Reproduce the internship compliance text below word for word, from start to finish.

▶ **Given text**
..............................
10) Policy Acknowledgements
- Attach or reference key policies your intern must follow (e.g. equality and diversity, bullying and harassment, IT/acceptable use, data protection, health and safety).
Compliance Checklist Before Your Intern Starts
To help you stay compliant and avoid common pitfalls, run through this practical checklist:
- Decide legal status: Are they a volunteer/student placement, a worker, or an employee? If in doubt, review the employment status tests and structure the arrangement accordingly.
- Pay correctly: If they’re a worker or employee, pay at least NMW and include them in your payroll. Be cautious with “expenses-only” roles - check the unpaid work rules.
- Hours and breaks: Set lawful working hours and breaks in line with the Working Time Regulations.
- Equality and access: Ensure your recruitment and treatment of interns comply with the Equality Act 2010 (no unlawful discrimination; reasonable adjustments where required).
- Right to work: Complete right to work checks before day one. Keep copies per Home Office guidance.
- Health and safety: Provide induction, risk assessments and equipment training. Record completion.
- Data protection: Limit systems access, train on data handling, and ensure your Privacy Policy and related procedures are acknowledged.
- Policies and onboarding: Give the intern access to key policies and assign a supervisor for day-to-day support.
- Agreement in place: Issue and sign the correct Internship Agreement (or, if applicable, an employee-style agreement) before the start date.
If your intern is joining as part of a school or university scheme, double-check any insurance, supervision, safeguarding or reporting obligations that come with that specific programme. For structured programmes, you may also find this work experience placements guide helpful.
How To Build A Practical, Compliant Internship Programme
Beyond the contract itself, a few simple practices will make your internship programme more robust and rewarding - for you and the intern.
..............................
▶ **Given information**
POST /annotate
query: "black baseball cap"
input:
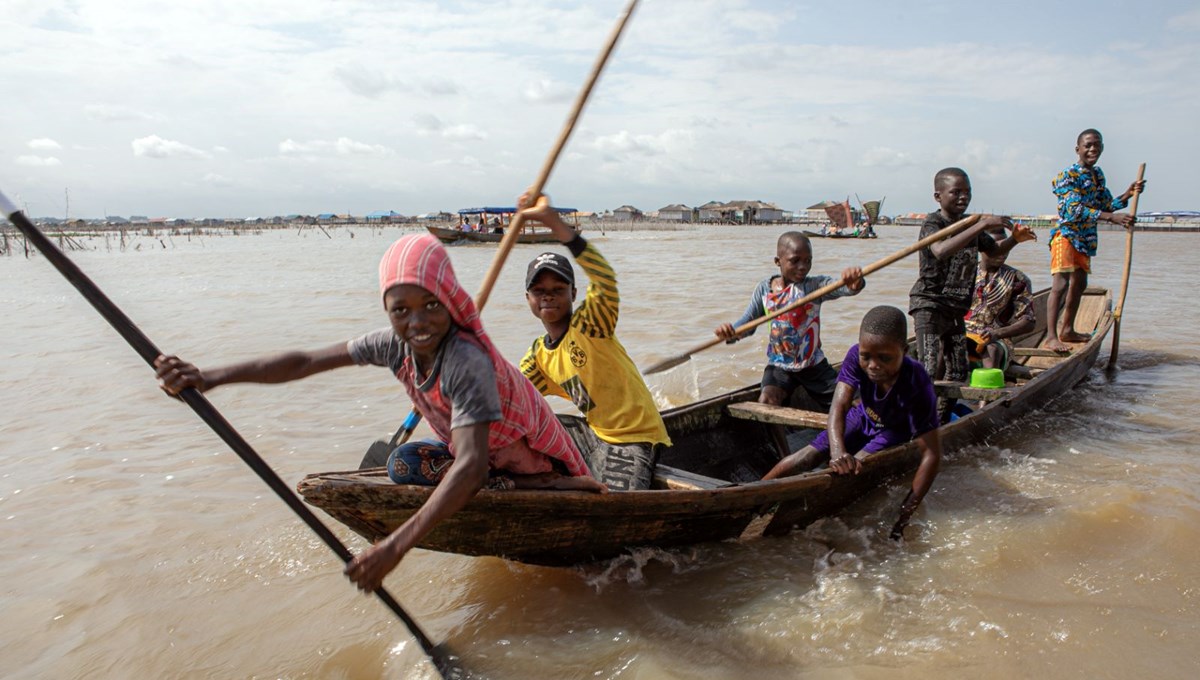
..............................
▶ **Reply to the exercise**
10) Policy Acknowledgements
- Attach or reference key policies your intern must follow (e.g. equality and diversity, bullying and harassment, IT/acceptable use, data protection, health and safety).
Compliance Checklist Before Your Intern Starts
To help you stay compliant and avoid common pitfalls, run through this practical checklist:
- Decide legal status: Are they a volunteer/student placement, a worker, or an employee? If in doubt, review the employment status tests and structure the arrangement accordingly.
- Pay correctly: If they’re a worker or employee, pay at least NMW and include them in your payroll. Be cautious with “expenses-only” roles - check the unpaid work rules.
- Hours and breaks: Set lawful working hours and breaks in line with the Working Time Regulations.
- Equality and access: Ensure your recruitment and treatment of interns comply with the Equality Act 2010 (no unlawful discrimination; reasonable adjustments where required).
- Right to work: Complete right to work checks before day one. Keep copies per Home Office guidance.
- Health and safety: Provide induction, risk assessments and equipment training. Record completion.
- Data protection: Limit systems access, train on data handling, and ensure your Privacy Policy and related procedures are acknowledged.
- Policies and onboarding: Give the intern access to key policies and assign a supervisor for day-to-day support.
- Agreement in place: Issue and sign the correct Internship Agreement (or, if applicable, an employee-style agreement) before the start date.
If your intern is joining as part of a school or university scheme, double-check any insurance, supervision, safeguarding or reporting obligations that come with that specific programme. For structured programmes, you may also find this work experience placements guide helpful.
How To Build A Practical, Compliant Internship Programme
Beyond the contract itself, a few simple practices will make your internship programme more robust and rewarding - for you and the intern.